■ What to work on ■
What number of lines in the entries below include the string "decorative"? Respond with that number alone.

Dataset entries
—————
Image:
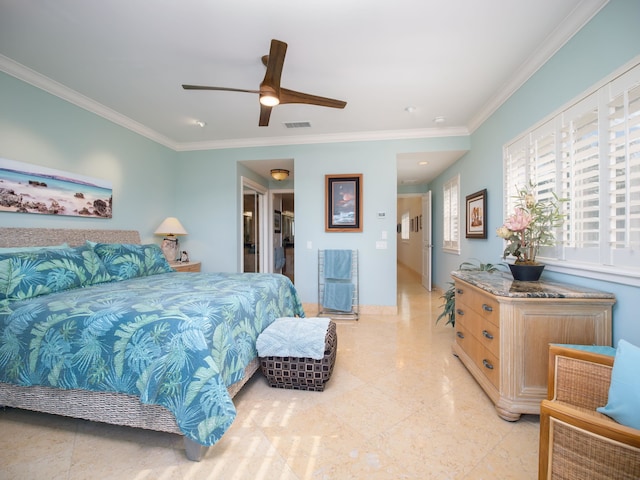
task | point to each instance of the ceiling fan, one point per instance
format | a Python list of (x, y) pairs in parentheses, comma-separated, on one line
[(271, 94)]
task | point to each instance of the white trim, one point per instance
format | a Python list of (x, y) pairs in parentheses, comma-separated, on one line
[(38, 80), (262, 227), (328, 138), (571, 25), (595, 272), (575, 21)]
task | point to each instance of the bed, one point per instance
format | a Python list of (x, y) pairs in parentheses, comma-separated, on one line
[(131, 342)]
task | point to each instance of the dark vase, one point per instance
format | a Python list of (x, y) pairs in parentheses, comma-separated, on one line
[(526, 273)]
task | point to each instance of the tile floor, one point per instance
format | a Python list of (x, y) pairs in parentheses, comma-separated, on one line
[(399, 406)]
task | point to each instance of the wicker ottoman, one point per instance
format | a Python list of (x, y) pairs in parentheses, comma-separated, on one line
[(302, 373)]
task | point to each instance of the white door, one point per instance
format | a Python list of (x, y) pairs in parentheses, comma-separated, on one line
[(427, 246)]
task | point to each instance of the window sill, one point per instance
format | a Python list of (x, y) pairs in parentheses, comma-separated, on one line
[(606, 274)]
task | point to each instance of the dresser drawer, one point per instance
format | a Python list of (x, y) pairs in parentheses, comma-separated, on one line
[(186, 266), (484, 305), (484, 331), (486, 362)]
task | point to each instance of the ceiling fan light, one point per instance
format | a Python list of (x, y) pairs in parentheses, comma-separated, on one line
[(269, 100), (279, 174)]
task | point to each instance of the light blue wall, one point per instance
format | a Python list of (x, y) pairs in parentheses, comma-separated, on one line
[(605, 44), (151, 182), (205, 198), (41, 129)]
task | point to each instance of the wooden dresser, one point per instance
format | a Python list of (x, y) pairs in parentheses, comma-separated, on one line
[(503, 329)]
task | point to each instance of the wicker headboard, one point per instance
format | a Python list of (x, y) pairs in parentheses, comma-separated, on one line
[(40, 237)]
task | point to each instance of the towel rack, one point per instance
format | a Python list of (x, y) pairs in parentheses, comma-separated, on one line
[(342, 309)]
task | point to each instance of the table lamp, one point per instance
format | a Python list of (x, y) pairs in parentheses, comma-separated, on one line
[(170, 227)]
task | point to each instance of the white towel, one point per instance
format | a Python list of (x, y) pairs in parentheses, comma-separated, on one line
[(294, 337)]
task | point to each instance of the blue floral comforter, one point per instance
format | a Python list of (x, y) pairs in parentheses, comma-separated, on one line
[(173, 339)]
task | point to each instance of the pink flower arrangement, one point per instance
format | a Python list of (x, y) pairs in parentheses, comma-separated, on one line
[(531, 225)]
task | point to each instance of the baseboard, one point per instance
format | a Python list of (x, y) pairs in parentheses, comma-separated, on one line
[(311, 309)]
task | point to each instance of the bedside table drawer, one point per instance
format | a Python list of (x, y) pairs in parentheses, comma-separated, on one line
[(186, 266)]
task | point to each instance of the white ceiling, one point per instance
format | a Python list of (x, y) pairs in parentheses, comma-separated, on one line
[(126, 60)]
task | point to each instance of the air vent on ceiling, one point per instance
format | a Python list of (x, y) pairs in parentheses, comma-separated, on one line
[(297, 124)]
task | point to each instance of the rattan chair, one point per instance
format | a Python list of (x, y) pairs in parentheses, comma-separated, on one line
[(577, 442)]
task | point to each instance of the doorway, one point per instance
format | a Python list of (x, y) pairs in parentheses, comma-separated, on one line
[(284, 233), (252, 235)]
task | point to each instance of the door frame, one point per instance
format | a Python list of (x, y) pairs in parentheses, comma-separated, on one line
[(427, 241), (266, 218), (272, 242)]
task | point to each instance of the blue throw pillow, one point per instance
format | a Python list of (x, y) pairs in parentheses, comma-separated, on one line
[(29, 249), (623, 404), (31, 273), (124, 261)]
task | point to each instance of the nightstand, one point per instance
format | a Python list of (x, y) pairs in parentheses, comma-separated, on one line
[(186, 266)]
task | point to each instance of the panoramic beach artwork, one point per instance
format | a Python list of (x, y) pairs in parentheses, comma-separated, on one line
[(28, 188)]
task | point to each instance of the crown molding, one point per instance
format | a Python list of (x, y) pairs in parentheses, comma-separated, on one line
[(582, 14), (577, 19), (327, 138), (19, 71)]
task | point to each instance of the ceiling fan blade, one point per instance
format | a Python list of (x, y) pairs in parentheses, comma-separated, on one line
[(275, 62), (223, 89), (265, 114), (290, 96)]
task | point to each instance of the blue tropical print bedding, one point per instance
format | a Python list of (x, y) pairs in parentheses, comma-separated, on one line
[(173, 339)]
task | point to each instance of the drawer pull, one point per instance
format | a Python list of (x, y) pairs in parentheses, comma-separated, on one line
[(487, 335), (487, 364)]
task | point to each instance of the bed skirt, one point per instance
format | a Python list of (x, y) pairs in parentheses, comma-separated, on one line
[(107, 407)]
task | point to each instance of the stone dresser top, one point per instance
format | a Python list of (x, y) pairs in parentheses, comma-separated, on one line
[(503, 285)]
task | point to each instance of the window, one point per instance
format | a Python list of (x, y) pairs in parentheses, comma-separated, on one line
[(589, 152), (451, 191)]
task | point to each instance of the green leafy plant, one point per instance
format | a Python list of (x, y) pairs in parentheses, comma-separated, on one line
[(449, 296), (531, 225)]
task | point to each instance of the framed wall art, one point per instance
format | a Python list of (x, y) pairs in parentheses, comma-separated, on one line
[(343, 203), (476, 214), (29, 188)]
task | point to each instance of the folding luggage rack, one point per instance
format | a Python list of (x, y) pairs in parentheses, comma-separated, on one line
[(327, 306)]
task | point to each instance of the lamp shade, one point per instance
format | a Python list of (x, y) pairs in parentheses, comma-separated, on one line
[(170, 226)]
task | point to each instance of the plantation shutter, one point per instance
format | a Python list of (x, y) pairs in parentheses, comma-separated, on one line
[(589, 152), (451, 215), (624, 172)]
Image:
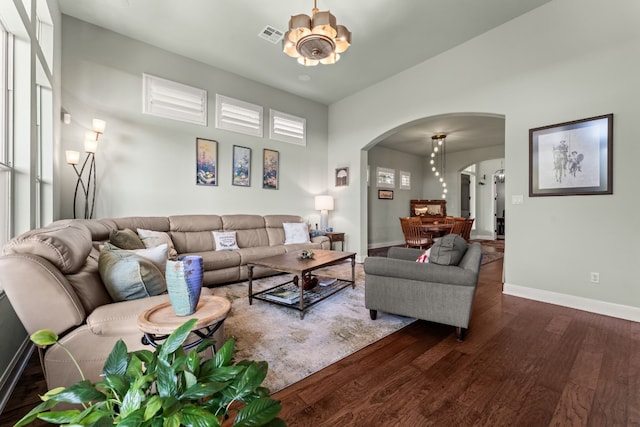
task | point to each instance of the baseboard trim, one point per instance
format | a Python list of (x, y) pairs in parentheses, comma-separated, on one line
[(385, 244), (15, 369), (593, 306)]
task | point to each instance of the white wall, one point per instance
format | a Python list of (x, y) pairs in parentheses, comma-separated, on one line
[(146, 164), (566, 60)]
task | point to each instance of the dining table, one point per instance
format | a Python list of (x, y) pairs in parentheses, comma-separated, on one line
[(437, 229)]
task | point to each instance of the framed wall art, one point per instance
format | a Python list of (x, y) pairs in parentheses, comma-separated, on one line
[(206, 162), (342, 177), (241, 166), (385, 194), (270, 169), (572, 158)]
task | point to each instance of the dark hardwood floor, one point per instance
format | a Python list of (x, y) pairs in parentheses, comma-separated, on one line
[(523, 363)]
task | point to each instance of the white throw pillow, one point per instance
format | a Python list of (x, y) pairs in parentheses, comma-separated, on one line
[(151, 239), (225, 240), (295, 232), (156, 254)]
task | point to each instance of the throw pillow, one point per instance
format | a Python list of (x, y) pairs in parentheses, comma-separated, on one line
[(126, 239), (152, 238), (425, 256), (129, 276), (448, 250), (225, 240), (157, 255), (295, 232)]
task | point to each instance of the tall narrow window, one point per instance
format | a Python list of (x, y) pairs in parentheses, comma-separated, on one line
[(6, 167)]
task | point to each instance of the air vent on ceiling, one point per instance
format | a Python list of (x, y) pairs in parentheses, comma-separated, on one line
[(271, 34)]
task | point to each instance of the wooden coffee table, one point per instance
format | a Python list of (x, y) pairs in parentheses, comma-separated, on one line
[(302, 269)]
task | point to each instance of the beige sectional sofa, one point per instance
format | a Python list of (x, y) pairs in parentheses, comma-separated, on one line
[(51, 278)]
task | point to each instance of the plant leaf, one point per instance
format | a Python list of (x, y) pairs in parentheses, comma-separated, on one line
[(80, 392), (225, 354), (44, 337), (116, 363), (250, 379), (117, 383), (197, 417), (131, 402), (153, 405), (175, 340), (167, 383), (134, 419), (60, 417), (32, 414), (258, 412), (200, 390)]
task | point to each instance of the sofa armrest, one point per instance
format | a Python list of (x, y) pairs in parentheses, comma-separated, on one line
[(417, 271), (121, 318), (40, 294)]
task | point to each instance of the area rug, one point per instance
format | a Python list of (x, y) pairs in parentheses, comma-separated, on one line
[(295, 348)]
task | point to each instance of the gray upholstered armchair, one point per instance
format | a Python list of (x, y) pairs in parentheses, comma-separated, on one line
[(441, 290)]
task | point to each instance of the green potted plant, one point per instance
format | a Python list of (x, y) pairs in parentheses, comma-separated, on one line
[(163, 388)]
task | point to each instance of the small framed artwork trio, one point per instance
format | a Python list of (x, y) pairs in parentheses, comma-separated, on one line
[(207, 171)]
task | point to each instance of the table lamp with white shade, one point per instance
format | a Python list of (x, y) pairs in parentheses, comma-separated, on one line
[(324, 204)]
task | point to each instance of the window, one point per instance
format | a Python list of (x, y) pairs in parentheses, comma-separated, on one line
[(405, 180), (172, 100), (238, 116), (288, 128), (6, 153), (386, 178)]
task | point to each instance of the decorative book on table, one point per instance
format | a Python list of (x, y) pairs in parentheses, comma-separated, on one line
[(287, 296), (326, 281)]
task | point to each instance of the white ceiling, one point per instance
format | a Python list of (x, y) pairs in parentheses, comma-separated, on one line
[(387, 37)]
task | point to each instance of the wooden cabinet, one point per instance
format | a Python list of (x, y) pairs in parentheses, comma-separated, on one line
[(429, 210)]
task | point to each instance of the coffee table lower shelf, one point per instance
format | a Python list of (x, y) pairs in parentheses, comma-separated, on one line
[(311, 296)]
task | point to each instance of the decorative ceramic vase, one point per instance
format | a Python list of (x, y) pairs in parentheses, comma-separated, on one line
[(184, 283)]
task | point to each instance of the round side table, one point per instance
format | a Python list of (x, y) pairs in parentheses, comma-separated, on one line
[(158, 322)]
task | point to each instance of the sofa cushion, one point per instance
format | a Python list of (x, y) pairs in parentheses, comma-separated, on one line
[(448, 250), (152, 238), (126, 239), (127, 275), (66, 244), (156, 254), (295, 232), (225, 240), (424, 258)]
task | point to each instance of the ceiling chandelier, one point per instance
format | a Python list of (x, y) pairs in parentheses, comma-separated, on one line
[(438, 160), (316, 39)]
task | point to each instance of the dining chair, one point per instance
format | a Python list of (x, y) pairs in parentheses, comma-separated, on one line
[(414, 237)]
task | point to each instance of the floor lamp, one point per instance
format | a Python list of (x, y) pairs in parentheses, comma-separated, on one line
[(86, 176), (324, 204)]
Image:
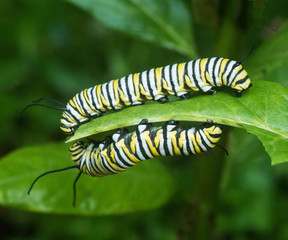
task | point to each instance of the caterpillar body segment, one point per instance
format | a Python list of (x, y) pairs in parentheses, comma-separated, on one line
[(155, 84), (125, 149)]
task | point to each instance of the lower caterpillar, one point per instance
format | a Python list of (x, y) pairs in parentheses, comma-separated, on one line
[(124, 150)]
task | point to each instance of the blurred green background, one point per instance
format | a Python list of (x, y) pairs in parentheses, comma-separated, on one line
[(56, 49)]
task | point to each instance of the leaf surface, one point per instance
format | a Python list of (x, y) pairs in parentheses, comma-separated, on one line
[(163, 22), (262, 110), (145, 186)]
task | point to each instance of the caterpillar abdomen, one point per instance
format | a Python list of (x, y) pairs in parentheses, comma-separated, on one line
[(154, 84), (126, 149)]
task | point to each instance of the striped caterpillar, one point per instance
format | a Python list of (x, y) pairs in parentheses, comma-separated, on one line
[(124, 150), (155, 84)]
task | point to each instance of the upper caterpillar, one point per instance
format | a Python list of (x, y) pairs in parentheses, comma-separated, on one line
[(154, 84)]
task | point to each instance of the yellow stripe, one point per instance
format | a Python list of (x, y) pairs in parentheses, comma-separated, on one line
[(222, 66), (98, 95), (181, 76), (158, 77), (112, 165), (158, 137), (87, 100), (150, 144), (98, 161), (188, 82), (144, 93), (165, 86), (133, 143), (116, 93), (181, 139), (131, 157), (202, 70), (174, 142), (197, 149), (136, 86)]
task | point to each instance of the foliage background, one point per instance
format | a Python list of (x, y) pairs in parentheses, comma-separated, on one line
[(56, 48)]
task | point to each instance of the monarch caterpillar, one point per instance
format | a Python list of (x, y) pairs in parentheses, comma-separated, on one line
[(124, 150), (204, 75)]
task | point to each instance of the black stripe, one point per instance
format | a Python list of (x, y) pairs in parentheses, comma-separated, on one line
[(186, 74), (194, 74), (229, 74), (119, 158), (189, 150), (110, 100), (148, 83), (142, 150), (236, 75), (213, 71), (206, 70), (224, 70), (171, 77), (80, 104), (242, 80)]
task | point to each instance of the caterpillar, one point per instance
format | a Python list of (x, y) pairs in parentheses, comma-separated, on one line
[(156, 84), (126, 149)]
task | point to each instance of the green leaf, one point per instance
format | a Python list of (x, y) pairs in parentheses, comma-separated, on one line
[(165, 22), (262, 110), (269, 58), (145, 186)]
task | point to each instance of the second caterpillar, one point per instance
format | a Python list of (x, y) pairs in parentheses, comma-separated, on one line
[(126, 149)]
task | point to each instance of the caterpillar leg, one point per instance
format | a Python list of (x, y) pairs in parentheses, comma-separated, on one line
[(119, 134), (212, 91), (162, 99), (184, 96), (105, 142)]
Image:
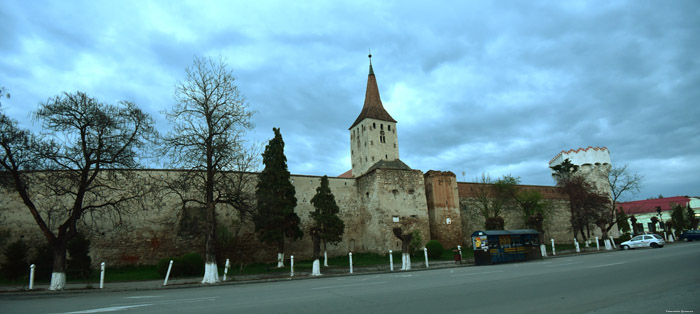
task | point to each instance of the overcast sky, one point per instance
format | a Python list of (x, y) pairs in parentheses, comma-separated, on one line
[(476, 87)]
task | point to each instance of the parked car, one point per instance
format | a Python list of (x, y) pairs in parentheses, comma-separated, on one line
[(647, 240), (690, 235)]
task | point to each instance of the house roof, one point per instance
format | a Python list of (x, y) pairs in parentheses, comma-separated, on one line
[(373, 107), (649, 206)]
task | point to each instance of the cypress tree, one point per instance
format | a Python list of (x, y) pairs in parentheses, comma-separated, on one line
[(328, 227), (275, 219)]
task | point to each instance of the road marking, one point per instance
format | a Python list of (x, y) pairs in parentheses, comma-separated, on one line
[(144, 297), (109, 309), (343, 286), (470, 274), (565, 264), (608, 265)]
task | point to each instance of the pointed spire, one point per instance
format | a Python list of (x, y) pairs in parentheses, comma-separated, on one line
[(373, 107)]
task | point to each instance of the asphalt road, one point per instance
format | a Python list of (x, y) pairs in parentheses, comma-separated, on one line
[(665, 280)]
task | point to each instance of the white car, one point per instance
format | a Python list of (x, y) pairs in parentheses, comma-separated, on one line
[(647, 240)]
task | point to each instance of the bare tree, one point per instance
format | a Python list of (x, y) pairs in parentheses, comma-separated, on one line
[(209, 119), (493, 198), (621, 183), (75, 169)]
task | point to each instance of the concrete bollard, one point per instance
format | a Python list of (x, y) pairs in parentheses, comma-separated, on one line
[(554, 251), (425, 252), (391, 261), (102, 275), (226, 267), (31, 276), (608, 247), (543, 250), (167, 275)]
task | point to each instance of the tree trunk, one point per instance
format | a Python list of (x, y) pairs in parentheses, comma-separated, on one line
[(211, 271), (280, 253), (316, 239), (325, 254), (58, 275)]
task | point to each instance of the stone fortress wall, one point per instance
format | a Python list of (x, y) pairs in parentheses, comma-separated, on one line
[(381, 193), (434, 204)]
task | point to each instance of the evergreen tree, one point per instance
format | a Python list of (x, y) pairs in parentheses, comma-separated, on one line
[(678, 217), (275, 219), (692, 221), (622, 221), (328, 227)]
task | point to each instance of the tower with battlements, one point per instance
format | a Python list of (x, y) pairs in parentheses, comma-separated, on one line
—————
■ Written response ■
2